Фрагмент документа:
Хотя можно оставить маленькую вероятность, что какой-то невероятно одаренный автор сделает такой диалог без «иронического сдвига». Но из ныне живущих я таких авторов не знаю. У каждого есть какой-то заготовленный прием или, в худшем случае, они обворовывают условных Платонова или Зощенко.
Документ
— Есть ли какие-то важные книги или источники, которые читателю нужно держать в голове, чтобы разбирать отдельные детали в «Восстании»?
— В начале книги есть список благодарностей. Примерно с половиной этих людей я поговорил лично, а половина — авторы текстов, которые я читал и на которые опирался, откуда я брал детали. Эта фактура для меня — фундамент, на котором я построил что-то свое. Но это никак не «список основной литературы».
— Как устроено документальное описание нацистского лагеря? Имея ввиду богатую традицию «свидетельствования», повторяющиеся вещи и общие места, которые подготовленный читатель сразу узнает.
— Это был крайне важный для меня эпизод. Как-то я встретил режиссёра, который намеревался снимать игровую картину по одному из шаламовских текстов, и, конечно, спросил: «Как передать степень расчеловечивания из “Колымских рассказов”?» Режиссёр ответил, что с помощью длительного вживания артистов в обстоятельства. Ну, не знаю. Для себя я понял, что бессмысленно пробовать переселяться в душу узника, не будучи свидетелем или носителем схожего опыта. Честнее будет поместить действие в концлагере Нацвейлер в «Один день Сергея Дмитриевича», то есть описывать всё, что он видит и ощущает физически, но не устраивать «психоанализ» (в одной сцене, впрочем, всё-таки пришлось устроить, но там это напрашивалось органически).

Задание A:
Пожалуйста, масштабируйте записи, начиная со строки, содержащей «Every instance gets a single point. Point out the stone», и заканчивая последней строкой записей: приведите эти строки заново вместе с запросами, умножив каждую координату точек в ответах на 0,75 и округлив до целых (половины — в большую сторону). Координаты образца внутри запроса не меняйте.
Текст и записи — это отдельные, не связанные между собой материалы.

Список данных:
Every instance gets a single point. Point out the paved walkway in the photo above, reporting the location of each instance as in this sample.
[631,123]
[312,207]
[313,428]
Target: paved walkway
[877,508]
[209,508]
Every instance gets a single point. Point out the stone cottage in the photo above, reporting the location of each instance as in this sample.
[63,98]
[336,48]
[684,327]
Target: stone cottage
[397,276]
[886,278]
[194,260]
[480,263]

Задание B:
Перескажите текст в трех предложениях.

Правильный ответ A:
Every instance gets a single point. Point out the stone cottage in the photo above, reporting the location of each instance as in this sample.
[63,98]
[336,48]
[684,327]
Target: stone cottage
[298,207]
[665,209]
[146,195]
[360,197]

Правильный ответ B:
Отвечающий не знает ныне живущих авторов, которые сделали бы такой диалог без «иронического сдвига»: у каждого есть заготовленный прием, или они обворовывают условных Платонова или Зощенко. Список благодарностей в начале «Восстания» включает людей, с которыми велись личные беседы, и авторов текстов, откуда брались детали, но это не «список основной литературы». Поскольку бессмысленно пробовать переселяться в душу узника, не имея схожего опыта, честнее описывать в концлагере Нацвейлер лишь то, что Сергей Дмитриевич видит и ощущает физически, не устраивая «психоанализ».